→ Texte fourni:
Ce raisonnement, très répandu en France, est toutefois contesté. "Il existe, c'est indéniable, des dérives liées aux réflexes identitaires. Mais en quoi celles-ci seraient-elles l'apanage des identités régionales? Dois-je vous rappeler le nombre de guerres provoquées par les identités nationales? Propose-t-on pour autant de faire disparaître les nations?" interroge François de Rugy, le président (écologiste) de l'Assemblée nationale. D'autre part, comme l'explique l'historienne Mona Ozouf, spécialiste de la République dans son livreComposition française, l'identité française constitue aussi, à l'échelle mondiale, un particularisme. Faudrait-il pour autant y renoncer?
En réalité, quel que soit l'échelon géographique, on trouve des tenants d'une identité "ouverte" et des défenseurs d'une identité "fermée". Mais rien ne permet de poser une équivalence entre régionalisme et repli sur soi. N'est-ce pas en France que le Frontnational prospère depuis plusieurs décennies? Et dans la très identitaire Bretagne qu'il obtient ses plus faibles scores?
5 "La Catalogne est trop petite pour constituer un Etat"
Là encore, le raisonnement est curieux. Avec une population de 7,5 millions d'habitants, la région est plus peuplée que des pays comme le Danemark, la Finlande, la Croatie ou L'Irlande. Sans parler du minuscule Luxembourg (560 000 habitants), membre fondateur de l'Union européenne.
6. "Les Catalans sont égoïstes"
En réclamant leur autonomie, les Catalans sont également soupçonnés de penser d'abord à leur portefeuille, dès lors qu'ils habitent l'une des régions les plus riches d'Espagne. Ce n'est pas impossible, mais il est cocasse de remarquer que, ailleurs, le raisonnement s'inverse. La Corse, trop pauvre, est ainsi accusée de n'avoir pas les moyens d'une éventuelle indépendance. Comme quoi les Etats sont capables d'une grande habileté rhétorique quand il s'agit de défendre leurs intérêts...
La crainte d'un précédent catalan
7. "Cela créerait un effet boule de neige"
Cette crainte est à prendre au sérieux et joue d'évidence en faveur de l'Espagne. Si la Catalogne obtenait son indépendance, il y a fort à parier que les Basques s'engouffreraient dans la brèche. Et peut-être, à leur suite, les Galiciens et les Andalous.
Cela ne suffit pourtant pas à rejeter la revendication de Barcelone, sauf à considérer que l'unité d'un pays est systématiquement préférable au droit à l'autodétermination des peuples. Cela peut être vrai dans certaines situations (la "balkanisation" débouche parfois sur des conflits entre les Etats nouvellement créés), mais pas nécessairement. La République Tchèque et la Slovaquie se sont ainsi séparées sans drame.

→ Tâche:
Reproduisez mot pour mot tout le passage de l'article sur la Catalogne, depuis « En réclamant leur » jusqu'à « défendre leurs intérêts... ». Servez-vous uniquement de l'article sur la Catalogne.

→ Éléments stockés du jeu de données:
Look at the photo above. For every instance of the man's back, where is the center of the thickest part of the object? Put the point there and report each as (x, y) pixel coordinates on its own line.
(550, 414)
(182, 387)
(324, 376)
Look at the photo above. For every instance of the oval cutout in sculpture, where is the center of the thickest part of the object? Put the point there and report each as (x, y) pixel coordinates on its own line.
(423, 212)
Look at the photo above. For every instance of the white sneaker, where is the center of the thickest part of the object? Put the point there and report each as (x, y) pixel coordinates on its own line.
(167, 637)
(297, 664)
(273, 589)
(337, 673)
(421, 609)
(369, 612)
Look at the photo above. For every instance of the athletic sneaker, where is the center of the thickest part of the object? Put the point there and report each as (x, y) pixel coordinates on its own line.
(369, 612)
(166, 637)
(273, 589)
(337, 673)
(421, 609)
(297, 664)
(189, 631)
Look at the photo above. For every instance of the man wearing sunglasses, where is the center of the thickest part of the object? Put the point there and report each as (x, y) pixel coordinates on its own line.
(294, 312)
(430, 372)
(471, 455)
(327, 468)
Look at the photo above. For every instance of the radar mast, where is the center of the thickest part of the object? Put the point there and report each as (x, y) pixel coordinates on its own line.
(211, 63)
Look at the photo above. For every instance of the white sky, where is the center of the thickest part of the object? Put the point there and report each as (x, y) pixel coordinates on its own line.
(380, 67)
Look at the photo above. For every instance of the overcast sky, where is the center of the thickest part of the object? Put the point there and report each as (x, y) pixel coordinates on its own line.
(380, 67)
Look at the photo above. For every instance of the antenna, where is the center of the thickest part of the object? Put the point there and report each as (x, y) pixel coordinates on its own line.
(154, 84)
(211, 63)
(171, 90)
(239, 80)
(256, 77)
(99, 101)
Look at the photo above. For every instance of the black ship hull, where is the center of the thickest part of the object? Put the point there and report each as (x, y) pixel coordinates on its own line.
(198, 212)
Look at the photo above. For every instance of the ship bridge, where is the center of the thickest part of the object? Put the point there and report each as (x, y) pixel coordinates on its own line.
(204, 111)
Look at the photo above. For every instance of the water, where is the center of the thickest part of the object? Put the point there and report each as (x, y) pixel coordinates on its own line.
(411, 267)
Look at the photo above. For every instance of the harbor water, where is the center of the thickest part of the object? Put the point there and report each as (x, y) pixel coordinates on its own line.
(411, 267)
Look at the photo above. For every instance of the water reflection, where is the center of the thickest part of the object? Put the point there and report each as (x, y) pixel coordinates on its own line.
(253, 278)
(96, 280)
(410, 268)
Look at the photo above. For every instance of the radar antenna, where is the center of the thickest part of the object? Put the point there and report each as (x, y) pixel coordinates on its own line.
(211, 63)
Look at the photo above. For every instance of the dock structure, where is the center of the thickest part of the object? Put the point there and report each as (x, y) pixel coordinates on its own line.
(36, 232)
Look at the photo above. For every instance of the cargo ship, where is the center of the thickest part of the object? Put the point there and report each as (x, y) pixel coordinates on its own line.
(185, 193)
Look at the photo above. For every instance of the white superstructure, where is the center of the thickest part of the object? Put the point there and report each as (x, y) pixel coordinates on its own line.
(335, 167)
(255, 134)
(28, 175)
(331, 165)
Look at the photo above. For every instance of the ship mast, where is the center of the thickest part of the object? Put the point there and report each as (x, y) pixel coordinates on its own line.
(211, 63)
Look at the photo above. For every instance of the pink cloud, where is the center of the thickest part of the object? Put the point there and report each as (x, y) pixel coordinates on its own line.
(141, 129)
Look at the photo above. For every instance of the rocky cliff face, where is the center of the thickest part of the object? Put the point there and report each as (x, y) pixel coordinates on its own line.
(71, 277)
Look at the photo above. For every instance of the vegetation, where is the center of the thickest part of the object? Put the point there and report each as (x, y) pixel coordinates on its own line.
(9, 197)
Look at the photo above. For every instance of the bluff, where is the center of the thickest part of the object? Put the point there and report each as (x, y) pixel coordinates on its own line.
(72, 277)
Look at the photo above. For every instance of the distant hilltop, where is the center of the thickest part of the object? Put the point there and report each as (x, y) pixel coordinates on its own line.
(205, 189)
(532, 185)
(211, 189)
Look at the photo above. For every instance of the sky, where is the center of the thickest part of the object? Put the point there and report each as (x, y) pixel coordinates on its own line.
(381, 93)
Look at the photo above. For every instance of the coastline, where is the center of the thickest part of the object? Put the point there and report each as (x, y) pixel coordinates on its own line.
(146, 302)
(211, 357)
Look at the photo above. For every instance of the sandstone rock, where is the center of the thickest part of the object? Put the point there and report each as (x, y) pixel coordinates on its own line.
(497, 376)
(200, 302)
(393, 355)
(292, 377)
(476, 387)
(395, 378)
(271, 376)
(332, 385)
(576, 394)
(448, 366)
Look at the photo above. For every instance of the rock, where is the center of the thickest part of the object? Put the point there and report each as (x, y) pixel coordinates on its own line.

==

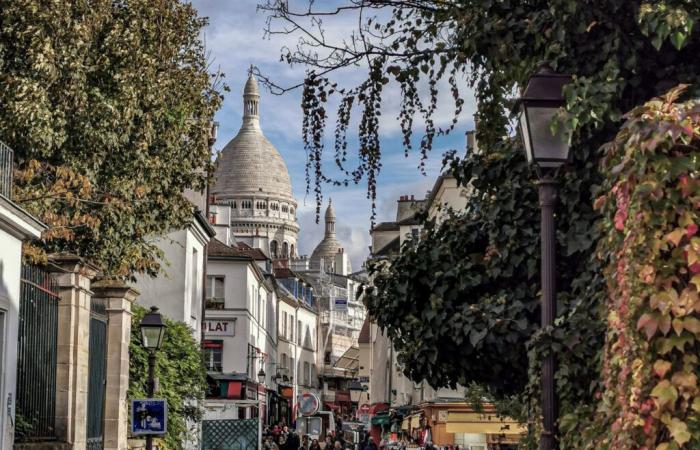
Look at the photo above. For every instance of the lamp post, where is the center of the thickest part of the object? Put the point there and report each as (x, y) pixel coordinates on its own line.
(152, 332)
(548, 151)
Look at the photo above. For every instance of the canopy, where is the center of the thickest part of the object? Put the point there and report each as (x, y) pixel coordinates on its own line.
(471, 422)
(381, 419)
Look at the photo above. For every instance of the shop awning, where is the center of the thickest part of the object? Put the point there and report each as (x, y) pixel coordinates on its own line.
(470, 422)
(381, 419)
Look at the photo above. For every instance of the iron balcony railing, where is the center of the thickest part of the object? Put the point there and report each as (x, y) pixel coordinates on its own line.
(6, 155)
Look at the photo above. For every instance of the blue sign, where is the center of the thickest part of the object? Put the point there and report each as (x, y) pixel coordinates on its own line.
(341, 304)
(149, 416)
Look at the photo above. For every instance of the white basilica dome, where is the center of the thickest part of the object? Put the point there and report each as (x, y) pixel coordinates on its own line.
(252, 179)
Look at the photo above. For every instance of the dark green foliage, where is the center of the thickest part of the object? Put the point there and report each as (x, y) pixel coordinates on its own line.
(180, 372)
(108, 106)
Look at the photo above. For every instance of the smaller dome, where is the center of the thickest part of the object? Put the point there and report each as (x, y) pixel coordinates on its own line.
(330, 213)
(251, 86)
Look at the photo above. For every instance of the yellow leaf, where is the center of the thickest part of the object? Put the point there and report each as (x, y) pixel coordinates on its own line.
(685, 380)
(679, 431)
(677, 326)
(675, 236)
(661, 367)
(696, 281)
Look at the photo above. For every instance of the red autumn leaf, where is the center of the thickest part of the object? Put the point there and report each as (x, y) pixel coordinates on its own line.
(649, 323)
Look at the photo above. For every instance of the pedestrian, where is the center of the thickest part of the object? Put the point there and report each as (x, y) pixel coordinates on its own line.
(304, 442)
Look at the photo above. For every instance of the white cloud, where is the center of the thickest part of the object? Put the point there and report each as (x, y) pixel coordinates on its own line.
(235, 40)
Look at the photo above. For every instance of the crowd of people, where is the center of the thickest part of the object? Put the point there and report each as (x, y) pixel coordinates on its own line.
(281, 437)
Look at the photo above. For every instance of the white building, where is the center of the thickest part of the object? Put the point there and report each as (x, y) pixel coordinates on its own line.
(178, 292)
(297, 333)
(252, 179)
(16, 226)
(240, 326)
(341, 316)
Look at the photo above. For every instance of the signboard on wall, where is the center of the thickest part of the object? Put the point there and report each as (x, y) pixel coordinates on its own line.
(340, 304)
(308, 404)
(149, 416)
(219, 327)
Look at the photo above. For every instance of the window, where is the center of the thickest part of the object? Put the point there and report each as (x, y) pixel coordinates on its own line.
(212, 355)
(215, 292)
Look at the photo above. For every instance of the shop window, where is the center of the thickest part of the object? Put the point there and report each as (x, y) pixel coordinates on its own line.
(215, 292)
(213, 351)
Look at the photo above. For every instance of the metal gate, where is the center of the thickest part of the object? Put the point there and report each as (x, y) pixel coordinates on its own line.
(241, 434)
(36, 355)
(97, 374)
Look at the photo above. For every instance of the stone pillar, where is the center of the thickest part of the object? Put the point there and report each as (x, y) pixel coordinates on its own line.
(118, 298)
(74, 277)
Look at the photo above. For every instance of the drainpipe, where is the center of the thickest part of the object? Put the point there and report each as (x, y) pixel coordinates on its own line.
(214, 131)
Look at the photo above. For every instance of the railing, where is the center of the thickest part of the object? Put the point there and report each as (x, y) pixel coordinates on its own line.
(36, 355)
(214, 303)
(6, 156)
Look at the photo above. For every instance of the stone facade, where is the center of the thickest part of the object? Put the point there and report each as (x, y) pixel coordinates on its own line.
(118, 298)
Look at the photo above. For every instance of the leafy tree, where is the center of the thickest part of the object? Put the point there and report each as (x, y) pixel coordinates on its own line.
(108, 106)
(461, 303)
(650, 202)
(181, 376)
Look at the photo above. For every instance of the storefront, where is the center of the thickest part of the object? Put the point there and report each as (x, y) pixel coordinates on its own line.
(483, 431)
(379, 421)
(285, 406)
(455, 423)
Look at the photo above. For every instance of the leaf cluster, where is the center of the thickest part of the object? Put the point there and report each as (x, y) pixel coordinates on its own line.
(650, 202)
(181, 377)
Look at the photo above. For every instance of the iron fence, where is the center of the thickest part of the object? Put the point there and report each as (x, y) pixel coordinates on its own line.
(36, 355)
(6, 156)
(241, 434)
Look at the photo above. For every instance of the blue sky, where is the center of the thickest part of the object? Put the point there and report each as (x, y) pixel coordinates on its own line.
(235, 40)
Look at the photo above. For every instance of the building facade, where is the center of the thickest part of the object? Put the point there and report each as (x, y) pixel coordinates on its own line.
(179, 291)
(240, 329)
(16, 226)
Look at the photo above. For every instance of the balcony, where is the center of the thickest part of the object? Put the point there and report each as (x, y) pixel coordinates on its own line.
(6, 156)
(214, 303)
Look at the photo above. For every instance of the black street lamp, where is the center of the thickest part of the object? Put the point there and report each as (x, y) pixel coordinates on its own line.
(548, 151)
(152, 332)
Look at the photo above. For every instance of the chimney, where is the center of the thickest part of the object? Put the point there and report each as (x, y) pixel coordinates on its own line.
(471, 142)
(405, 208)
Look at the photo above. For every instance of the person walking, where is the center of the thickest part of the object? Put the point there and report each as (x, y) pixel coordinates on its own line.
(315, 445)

---

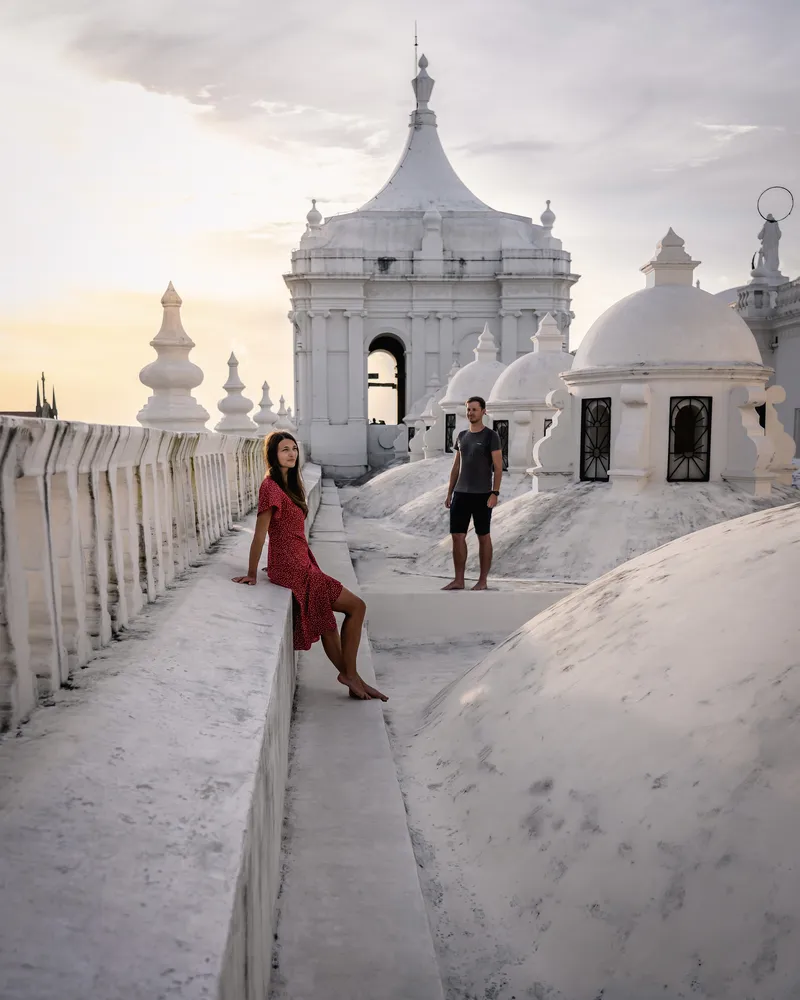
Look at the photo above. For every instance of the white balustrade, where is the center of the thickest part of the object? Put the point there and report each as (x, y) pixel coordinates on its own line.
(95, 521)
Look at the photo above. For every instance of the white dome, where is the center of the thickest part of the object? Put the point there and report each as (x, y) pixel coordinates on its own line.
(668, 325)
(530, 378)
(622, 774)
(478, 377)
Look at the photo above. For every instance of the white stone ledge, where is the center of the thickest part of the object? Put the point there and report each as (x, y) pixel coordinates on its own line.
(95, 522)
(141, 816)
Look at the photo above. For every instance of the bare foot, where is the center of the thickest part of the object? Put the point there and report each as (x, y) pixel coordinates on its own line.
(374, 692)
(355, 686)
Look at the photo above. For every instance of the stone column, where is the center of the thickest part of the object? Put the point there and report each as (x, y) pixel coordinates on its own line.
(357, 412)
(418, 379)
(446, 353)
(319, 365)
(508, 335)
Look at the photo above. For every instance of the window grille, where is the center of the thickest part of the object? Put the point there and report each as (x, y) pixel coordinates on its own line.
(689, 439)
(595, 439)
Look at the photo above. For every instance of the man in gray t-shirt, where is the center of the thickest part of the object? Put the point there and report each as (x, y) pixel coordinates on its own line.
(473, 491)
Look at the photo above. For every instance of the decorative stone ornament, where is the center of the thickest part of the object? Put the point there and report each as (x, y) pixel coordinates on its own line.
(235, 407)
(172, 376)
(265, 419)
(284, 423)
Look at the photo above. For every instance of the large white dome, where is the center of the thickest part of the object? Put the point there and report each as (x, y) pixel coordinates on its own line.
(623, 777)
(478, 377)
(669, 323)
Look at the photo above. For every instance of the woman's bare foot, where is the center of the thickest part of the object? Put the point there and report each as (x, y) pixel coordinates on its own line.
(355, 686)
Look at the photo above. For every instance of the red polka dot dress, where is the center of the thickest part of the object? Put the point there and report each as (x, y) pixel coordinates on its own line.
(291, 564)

→ Réponse rédigée:
En réclamant leur autonomie, les Catalans sont également soupçonnés de penser d'abord à leur portefeuille, dès lors qu'ils habitent l'une des régions les plus riches d'Espagne. Ce n'est pas impossible, mais il est cocasse de remarquer que, ailleurs, le raisonnement s'inverse. La Corse, trop pauvre, est ainsi accusée de n'avoir pas les moyens d'une éventuelle indépendance. Comme quoi les Etats sont capables d'une grande habileté rhétorique quand il s'agit de défendre leurs intérêts...